[START Stored data]

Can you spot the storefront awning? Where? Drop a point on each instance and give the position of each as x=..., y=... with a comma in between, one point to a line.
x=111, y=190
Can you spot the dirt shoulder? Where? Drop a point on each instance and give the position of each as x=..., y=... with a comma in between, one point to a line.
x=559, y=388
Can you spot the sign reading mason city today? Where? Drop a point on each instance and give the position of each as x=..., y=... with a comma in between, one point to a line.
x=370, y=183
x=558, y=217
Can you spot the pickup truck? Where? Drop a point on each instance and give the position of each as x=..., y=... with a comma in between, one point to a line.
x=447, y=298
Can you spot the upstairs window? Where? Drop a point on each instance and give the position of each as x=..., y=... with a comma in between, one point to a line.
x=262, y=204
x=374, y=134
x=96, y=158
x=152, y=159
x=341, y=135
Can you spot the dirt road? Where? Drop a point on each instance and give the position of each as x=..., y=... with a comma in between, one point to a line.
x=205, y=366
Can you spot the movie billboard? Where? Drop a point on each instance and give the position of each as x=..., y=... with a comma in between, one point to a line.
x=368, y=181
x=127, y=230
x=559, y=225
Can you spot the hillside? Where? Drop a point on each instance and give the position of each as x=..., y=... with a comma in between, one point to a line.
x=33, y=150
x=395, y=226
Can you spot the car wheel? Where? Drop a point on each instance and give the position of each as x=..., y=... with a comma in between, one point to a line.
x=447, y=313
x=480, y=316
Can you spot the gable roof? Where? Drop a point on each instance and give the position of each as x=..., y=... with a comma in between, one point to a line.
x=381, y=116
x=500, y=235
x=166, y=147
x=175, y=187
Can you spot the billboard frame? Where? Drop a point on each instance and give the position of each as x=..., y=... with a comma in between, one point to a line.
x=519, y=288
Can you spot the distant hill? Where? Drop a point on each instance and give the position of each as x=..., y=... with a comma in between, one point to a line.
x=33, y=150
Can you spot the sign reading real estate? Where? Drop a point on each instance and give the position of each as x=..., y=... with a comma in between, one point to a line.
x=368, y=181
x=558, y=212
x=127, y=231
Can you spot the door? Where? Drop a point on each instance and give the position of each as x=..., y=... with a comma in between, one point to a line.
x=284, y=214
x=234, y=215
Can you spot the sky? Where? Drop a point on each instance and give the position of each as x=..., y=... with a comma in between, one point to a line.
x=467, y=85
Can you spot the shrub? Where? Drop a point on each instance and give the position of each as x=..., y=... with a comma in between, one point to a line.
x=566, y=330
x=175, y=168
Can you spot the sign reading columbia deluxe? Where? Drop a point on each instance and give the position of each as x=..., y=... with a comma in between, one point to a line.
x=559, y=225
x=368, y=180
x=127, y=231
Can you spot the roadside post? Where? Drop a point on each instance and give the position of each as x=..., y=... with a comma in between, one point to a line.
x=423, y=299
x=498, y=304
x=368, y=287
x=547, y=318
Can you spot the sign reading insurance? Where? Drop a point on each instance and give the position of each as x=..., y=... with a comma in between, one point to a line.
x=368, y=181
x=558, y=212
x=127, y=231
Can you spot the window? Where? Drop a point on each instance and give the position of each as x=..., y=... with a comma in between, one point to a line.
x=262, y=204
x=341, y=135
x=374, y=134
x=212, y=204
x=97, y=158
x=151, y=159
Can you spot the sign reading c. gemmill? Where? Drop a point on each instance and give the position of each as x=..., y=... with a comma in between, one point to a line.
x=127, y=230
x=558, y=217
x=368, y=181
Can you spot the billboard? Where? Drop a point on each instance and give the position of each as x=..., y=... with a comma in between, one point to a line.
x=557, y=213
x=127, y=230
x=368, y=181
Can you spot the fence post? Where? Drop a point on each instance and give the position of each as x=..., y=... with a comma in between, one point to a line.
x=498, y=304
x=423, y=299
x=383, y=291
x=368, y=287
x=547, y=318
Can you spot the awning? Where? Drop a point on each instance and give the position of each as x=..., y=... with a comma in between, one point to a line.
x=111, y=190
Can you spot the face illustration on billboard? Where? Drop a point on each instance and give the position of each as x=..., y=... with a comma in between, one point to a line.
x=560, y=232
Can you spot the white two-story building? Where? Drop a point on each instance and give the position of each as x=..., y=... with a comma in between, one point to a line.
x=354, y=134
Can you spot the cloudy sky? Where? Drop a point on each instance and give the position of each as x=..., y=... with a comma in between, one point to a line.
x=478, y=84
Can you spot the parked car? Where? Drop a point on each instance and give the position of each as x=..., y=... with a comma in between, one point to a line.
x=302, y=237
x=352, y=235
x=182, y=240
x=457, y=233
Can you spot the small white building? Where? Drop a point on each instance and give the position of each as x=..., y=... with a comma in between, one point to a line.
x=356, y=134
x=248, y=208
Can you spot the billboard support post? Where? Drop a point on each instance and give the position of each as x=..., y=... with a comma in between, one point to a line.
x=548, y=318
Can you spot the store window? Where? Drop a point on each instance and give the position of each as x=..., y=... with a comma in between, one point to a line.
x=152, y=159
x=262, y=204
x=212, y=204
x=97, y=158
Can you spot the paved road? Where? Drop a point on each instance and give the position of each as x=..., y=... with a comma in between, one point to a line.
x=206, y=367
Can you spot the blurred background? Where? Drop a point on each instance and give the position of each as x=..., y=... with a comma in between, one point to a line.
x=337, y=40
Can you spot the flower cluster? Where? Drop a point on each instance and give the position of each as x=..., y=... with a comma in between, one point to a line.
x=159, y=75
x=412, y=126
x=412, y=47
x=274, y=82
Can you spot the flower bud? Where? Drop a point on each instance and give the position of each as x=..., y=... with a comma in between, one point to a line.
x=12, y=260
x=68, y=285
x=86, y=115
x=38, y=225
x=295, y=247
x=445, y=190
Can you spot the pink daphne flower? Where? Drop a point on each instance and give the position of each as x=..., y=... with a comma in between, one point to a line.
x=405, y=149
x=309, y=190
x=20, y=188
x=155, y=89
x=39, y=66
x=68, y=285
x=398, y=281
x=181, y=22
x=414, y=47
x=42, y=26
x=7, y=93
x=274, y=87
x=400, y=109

[END Stored data]

» Task prompt:
Rewrite everything from the start of the rows up to and including the line with "x=559, y=388", requests included. Shift every coordinate in the answers by -112.

» Response to this task:
Can you spot the storefront awning? Where? Drop a point on each instance and give the position of each as x=..., y=... with a comma in between, one point to a line.
x=-1, y=78
Can you spot the dirt shoulder? Where? Drop a point on each instance and give the position of each as x=..., y=... with a comma in between, one point to a line.
x=447, y=276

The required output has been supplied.